Trading or Investing without the knowledge you will gain from Charting and Technical Analysis is nothing more than a Crap Shoot. If you're lucky - you might win. If you're not lucky - you may lose it all...
Why every Investor needs Charting and Technical Analysis to be successful:
You must know WHEN to invest. Let's look at some of the common mistakes that Charting and Technical Analysis will help you avoid.
The fallacies of investing:
1. The belief that holding an investment long term is safe and profitable.
2. Diversification prevents loses.
3. That Mutual Funds are safe.
4. That Dollar-Cost Averaging is smart.
5. That Financial Advisors are investment professionals.
These fallacies lead to financial suicide for some investors.
The one key to investing that most every individual investor misses and is a huge mistake is:
# 1: Investing at the wrong time.
What is the reason for all investing mistakes?
* Either purchased the wrong investment
* Or purchased at the wrong time
Now, during an advancing bull market, more than 80% of stocks and investments go up. “All ships rise and fall with the tide” is a phrase used regarding the market and is historically true.
That’s why most mutual funds and stocks return a profit in good market times. Everyone’s a genius in a bull market! Thus, even purchasing a bad investment can sometimes turn a profit during an advancing market. But during a market decline, and especially a bear market, more than 80% of stocks and funds decline.
That's why investing at the RIGHT time is by far the most important strategy when devising an investment plan. That is 90% of the battle.
*****
» Set problem 1
Name the subject of each numbered fallacy of investing in the passage on charting and technical analysis.
» Set problem 2
Say whether each statement agrees with the passage on charting and technical analysis, and quote the words that decide it. (a) During an advancing bull market, more than 80% of stocks and investments go up. (b) Investing at the right time is called half the battle. (c) The passage holds that mutual funds are safe.
» Set problem 3
Which phrase does the passage on charting and technical analysis describe as used regarding the market and historically true?
*****
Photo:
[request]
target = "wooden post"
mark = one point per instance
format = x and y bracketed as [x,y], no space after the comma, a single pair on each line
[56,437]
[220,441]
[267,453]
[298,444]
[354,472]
*****
» Full response 1
1. Holding an investment long term
2. Diversification
3. Mutual funds
4. Dollar-cost averaging
5. Financial advisors

» Full response 2
(a) Yes: "during an advancing bull market, more than 80% of stocks and investments go up."
(b) No: "That is 90% of the battle."
(c) No: it is listed under "The fallacies of investing" as "3. That Mutual Funds are safe."

» Full response 3
"All ships rise and fall with the tide"